Dataset entries
========================================================================
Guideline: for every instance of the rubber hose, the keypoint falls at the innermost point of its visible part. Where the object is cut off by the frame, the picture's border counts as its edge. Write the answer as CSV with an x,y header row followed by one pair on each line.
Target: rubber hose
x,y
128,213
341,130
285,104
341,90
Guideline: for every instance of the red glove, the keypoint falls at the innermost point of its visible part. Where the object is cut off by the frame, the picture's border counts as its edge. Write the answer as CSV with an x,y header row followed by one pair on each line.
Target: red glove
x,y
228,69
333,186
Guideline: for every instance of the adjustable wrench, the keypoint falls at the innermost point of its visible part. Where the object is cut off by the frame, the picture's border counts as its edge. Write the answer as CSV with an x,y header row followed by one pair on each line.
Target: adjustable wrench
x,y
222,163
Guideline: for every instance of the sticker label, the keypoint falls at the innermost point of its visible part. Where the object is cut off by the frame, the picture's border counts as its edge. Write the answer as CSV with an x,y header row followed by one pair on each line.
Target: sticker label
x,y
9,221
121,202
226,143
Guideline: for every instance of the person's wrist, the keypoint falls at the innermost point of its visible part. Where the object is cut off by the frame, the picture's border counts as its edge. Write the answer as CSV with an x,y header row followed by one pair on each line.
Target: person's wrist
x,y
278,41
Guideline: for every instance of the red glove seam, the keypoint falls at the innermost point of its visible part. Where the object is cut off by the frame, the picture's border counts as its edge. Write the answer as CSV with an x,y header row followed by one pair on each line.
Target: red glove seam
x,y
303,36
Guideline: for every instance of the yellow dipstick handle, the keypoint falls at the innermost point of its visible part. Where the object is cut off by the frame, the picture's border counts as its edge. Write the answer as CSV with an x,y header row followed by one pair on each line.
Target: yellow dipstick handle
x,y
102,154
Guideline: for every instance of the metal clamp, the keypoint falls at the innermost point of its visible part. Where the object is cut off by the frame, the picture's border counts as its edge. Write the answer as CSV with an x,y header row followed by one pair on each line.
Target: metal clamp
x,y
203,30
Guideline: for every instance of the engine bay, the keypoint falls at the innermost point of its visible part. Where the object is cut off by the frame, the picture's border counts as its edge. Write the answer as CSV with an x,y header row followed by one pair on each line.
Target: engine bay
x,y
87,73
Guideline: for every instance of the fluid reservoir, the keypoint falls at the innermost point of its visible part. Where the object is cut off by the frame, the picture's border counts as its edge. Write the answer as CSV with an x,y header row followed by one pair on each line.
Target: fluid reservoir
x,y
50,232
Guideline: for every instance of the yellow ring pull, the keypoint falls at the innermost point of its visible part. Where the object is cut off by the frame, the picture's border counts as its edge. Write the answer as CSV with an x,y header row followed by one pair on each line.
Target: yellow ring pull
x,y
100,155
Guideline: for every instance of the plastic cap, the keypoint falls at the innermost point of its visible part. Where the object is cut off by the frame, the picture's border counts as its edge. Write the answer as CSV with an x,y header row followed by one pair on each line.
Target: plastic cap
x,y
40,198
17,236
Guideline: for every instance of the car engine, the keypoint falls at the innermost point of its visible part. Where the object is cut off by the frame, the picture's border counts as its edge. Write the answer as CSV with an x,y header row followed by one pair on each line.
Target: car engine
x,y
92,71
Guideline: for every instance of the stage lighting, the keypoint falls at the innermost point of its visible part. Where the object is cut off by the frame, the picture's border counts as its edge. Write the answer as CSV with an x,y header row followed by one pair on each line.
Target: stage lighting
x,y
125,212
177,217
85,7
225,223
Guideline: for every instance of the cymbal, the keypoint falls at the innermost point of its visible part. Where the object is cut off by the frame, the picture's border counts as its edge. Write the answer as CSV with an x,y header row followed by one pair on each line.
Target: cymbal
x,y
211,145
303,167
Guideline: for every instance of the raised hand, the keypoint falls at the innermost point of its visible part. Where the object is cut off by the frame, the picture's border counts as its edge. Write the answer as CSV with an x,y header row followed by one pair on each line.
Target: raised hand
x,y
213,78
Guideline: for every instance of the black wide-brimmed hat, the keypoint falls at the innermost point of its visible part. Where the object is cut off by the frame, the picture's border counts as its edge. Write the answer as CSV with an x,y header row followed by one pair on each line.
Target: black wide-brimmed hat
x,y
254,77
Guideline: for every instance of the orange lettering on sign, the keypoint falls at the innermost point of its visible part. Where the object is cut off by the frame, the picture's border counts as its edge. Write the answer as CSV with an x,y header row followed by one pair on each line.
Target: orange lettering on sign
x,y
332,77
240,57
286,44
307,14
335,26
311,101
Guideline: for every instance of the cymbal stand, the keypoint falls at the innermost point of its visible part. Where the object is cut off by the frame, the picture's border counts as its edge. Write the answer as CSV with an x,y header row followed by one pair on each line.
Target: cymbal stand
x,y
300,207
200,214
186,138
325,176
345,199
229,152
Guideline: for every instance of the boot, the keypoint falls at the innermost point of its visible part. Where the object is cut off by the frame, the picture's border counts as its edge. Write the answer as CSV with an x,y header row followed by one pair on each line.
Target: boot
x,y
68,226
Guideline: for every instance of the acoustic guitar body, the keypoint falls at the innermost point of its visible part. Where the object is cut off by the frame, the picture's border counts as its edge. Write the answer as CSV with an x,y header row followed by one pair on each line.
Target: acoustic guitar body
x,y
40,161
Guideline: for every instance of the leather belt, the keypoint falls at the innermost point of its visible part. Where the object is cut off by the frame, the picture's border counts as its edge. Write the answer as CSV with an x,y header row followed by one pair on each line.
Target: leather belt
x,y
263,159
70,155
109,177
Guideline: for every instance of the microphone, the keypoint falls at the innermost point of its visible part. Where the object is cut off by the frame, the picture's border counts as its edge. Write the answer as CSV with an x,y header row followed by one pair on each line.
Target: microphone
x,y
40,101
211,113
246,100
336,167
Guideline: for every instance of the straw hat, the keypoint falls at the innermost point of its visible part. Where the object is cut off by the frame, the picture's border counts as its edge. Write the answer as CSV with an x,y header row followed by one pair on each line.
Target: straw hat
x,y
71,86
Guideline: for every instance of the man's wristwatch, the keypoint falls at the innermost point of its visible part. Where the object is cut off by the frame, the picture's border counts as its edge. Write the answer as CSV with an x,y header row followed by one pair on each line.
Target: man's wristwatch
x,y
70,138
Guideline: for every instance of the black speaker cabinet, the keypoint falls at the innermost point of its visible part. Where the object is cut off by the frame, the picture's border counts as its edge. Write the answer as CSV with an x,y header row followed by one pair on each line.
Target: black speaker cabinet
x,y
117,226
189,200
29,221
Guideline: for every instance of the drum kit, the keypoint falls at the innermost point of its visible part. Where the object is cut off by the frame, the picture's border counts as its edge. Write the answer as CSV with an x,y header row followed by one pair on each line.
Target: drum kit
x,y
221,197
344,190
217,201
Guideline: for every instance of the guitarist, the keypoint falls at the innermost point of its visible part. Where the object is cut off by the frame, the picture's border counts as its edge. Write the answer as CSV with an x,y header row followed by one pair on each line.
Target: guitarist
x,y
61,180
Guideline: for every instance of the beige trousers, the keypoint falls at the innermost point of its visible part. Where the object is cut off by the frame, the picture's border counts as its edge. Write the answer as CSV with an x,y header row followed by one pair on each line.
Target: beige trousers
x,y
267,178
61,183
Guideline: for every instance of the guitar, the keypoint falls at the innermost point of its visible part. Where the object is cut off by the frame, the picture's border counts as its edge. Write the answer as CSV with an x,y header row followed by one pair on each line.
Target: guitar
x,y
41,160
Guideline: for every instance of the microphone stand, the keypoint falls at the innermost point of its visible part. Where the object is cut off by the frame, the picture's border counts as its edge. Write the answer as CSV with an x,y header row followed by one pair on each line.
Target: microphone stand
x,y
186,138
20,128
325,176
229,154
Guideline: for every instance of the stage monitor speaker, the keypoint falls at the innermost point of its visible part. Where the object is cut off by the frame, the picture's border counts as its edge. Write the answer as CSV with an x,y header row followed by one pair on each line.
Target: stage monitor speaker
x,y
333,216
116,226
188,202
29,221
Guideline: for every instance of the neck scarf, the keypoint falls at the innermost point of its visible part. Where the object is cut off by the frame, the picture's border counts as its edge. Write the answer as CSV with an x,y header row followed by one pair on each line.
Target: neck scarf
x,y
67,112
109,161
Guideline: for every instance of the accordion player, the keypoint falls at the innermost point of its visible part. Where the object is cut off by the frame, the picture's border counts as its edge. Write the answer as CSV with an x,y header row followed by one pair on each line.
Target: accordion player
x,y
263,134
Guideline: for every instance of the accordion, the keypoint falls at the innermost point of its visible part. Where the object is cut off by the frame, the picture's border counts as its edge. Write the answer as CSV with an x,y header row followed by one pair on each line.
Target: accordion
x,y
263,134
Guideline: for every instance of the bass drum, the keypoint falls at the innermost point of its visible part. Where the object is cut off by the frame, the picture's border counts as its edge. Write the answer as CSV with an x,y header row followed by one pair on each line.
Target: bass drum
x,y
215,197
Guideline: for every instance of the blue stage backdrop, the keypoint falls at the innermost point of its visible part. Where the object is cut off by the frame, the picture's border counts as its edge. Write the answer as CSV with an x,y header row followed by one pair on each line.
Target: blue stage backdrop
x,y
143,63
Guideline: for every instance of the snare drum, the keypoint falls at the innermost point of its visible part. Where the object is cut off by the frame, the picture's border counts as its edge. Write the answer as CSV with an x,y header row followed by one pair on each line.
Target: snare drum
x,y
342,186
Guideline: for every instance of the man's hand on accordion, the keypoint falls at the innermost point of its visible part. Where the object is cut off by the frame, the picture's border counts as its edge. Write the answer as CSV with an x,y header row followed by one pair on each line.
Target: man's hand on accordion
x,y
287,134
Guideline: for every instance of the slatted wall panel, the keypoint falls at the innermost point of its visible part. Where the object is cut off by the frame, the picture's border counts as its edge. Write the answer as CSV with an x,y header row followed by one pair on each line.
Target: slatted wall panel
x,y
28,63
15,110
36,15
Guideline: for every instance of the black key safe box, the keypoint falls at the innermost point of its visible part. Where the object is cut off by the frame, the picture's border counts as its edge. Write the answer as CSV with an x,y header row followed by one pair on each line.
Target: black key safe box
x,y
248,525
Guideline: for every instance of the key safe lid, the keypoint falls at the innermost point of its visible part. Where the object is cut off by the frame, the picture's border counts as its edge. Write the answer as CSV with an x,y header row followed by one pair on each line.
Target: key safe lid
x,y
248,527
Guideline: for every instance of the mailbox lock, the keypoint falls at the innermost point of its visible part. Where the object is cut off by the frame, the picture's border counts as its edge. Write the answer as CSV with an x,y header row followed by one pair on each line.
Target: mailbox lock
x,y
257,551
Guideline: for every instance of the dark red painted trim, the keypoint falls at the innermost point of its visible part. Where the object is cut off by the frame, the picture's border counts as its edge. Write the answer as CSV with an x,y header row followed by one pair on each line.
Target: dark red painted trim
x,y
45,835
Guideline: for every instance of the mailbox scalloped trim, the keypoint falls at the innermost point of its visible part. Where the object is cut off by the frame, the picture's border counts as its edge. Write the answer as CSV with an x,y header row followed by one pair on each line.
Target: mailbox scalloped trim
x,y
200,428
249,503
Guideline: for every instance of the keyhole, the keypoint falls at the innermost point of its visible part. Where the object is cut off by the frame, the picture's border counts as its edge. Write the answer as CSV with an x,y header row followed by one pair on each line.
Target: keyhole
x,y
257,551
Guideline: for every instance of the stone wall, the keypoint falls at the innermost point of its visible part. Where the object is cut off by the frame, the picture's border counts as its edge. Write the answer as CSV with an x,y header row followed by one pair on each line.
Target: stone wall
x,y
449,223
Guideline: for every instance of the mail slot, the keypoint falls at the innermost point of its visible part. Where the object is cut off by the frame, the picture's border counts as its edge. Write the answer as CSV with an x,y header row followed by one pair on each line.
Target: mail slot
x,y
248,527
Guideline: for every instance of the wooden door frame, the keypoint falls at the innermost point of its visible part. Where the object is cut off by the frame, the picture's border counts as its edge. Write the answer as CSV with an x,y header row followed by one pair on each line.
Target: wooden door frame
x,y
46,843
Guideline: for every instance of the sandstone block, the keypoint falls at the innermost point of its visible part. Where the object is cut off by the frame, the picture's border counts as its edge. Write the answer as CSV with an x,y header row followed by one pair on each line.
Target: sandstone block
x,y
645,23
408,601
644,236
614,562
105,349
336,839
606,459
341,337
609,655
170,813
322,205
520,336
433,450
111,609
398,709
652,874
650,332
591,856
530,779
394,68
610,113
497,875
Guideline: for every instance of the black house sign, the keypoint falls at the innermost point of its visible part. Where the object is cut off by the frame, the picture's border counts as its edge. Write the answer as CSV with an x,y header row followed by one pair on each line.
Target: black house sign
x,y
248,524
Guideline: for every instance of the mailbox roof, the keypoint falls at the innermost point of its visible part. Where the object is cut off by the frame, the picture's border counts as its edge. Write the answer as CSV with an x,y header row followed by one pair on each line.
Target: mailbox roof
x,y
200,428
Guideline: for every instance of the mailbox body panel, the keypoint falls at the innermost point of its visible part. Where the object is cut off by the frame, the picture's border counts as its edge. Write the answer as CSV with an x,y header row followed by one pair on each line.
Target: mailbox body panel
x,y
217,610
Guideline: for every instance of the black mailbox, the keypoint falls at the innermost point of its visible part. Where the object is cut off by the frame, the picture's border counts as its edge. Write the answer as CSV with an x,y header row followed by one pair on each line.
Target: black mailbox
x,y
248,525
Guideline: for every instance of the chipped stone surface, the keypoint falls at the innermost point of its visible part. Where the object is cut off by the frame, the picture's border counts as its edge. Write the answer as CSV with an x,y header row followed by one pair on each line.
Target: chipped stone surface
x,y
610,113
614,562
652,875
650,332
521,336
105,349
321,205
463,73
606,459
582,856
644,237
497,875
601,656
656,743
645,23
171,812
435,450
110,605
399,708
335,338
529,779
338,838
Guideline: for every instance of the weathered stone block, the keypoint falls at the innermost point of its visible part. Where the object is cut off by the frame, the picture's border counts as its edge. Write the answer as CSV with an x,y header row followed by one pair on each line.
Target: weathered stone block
========================================================================
Scan the data above; copy every line where "weathered" appears.

Guideline: for every instance of the weathered stone block, the keypoint falls at the innermost point of its visible part. Where the object is cut off by the frame, the picture's border counts as its edge. Write the answer as CSV with an x,y header row followed by one pair on each line.
Target: weathered stone block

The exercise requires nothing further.